## begin

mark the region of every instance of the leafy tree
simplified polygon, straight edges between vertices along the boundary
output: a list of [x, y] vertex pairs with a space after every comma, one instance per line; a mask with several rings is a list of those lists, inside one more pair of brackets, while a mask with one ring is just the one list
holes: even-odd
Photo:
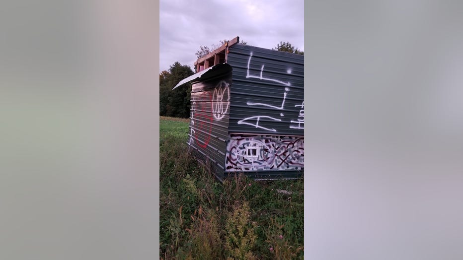
[[199, 59], [202, 57], [207, 55], [210, 53], [211, 53], [211, 50], [209, 49], [209, 47], [200, 45], [199, 50], [196, 52], [196, 53], [195, 54], [195, 55], [196, 56], [196, 58]]
[[280, 51], [280, 52], [286, 52], [290, 53], [295, 53], [296, 54], [300, 54], [301, 55], [304, 55], [304, 52], [297, 49], [291, 43], [286, 42], [280, 42], [280, 43], [277, 45], [277, 47], [275, 49], [272, 49], [272, 50], [276, 50], [277, 51]]
[[188, 118], [190, 117], [189, 83], [172, 89], [180, 80], [194, 74], [189, 66], [176, 62], [168, 71], [159, 73], [159, 115]]

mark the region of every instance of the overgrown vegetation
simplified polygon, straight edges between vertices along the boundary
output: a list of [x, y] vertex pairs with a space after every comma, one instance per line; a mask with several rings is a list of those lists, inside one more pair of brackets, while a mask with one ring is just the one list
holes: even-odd
[[188, 125], [160, 121], [160, 258], [303, 259], [303, 181], [221, 184], [189, 153]]

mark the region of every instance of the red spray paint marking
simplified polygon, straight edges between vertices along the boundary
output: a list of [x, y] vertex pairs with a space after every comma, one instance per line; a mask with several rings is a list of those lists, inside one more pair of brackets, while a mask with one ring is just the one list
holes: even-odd
[[[212, 115], [212, 106], [211, 106], [211, 111], [207, 111], [206, 104], [204, 104], [207, 100], [212, 104], [212, 96], [209, 92], [204, 92], [199, 96], [199, 101], [196, 102], [196, 107], [201, 108], [200, 112], [196, 114], [197, 118], [199, 120], [197, 121], [198, 129], [206, 132], [204, 141], [201, 141], [198, 138], [198, 134], [201, 131], [195, 131], [195, 138], [196, 139], [196, 144], [202, 148], [206, 148], [211, 140], [211, 132], [212, 131], [212, 121], [214, 120]], [[203, 122], [204, 121], [204, 122]]]

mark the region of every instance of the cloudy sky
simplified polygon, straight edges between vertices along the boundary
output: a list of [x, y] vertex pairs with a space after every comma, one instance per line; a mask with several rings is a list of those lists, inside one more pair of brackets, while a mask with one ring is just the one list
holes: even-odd
[[175, 62], [192, 69], [199, 46], [239, 36], [271, 49], [289, 42], [304, 50], [303, 0], [160, 0], [159, 71]]

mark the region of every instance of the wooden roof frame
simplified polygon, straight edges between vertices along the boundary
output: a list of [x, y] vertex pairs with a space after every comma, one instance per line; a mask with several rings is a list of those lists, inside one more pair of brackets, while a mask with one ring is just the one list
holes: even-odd
[[200, 71], [199, 69], [201, 66], [203, 67], [203, 69], [206, 69], [209, 67], [219, 64], [220, 63], [221, 56], [225, 57], [226, 61], [227, 51], [228, 48], [239, 42], [239, 37], [236, 36], [232, 40], [228, 41], [222, 46], [211, 52], [210, 53], [198, 59], [194, 63], [195, 67], [196, 68], [196, 71]]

## end

* **DO THIS**
Give every line of the entries above as a numbered list, skipping any blank lines and leaving the pictures out.

* **THE RESULT**
1. mark the region of every instance of the leafy tree
2. simplified polygon, straight edges between vertices along the boundary
3. output: a list of [x, y] vertex pairs with a space after every comma, one instance per line; a mask with several rings is a list of those lists, inside one more pair of brackets, while a mask with one ring is just the one list
4. holes: even-odd
5. Photo:
6. [[199, 59], [202, 57], [207, 55], [210, 53], [211, 53], [211, 50], [209, 49], [209, 47], [200, 45], [199, 50], [196, 52], [196, 53], [195, 54], [195, 55], [196, 56], [196, 58]]
7. [[280, 51], [280, 52], [286, 52], [290, 53], [295, 53], [296, 54], [300, 54], [301, 55], [304, 55], [304, 52], [297, 49], [291, 43], [286, 42], [280, 42], [280, 43], [277, 45], [277, 47], [275, 49], [272, 49], [272, 50], [276, 50], [277, 51]]
8. [[188, 118], [190, 117], [189, 83], [172, 89], [180, 80], [194, 74], [189, 66], [176, 62], [168, 71], [159, 73], [159, 115]]
9. mark the region of every instance of the overgrown vegetation
10. simplified polygon, straight edges between vertices along the boundary
11. output: a list of [x, y] vertex pairs with a space after every comma, one instance per line; a mask with several rings is a list of those lists, inside one more pair of brackets, while a mask with one ring is just the one list
12. holes: even-odd
13. [[188, 125], [160, 121], [160, 258], [303, 259], [303, 181], [221, 184], [189, 153]]
14. mark the region of every instance of the red spray paint marking
15. simplified polygon, straight edges between vertices along the boundary
16. output: a list of [x, y] vertex pairs with a space after every comma, one instance per line; a mask with several rings is a list of those lists, inside one more pair of brackets, while a mask with one ring is just the one list
17. holes: even-odd
18. [[[212, 115], [212, 106], [211, 106], [211, 111], [207, 111], [206, 104], [204, 104], [207, 100], [212, 104], [212, 96], [209, 92], [204, 92], [199, 96], [199, 101], [196, 102], [196, 107], [201, 108], [200, 112], [196, 114], [197, 118], [199, 120], [197, 121], [198, 129], [206, 132], [204, 141], [201, 141], [198, 138], [198, 134], [201, 131], [195, 131], [195, 138], [196, 139], [196, 144], [202, 148], [206, 148], [211, 140], [211, 132], [212, 131], [212, 121], [214, 120]], [[203, 122], [204, 121], [204, 122]]]
19. mark the region of every instance of the cloudy sky
20. simplified polygon, straight edges between vertices along the boundary
21. output: a list of [x, y] vertex pairs with a space after every comma, one instance per line; a mask with several rings is a list of those lists, inside one more pair of brackets, while a mask with one ring is just the one list
22. holes: even-odd
23. [[175, 62], [192, 69], [199, 46], [239, 36], [271, 49], [289, 42], [304, 50], [303, 0], [160, 0], [159, 71]]
24. mark the region of every instance of the wooden roof frame
25. simplified polygon, straight edges between vertices along the boundary
26. output: a list of [x, y] vertex pairs with a space after every comma, one instance per line; a mask with several rings is a list of those lists, inside one more pair of brackets, while a mask with one ring is just the one list
27. holes: even-odd
28. [[200, 71], [199, 69], [201, 66], [203, 67], [203, 69], [206, 69], [209, 67], [219, 64], [220, 63], [221, 56], [225, 57], [226, 61], [227, 51], [228, 48], [239, 42], [239, 37], [236, 36], [232, 40], [228, 41], [222, 46], [211, 52], [210, 53], [198, 59], [194, 63], [195, 67], [196, 68], [196, 71]]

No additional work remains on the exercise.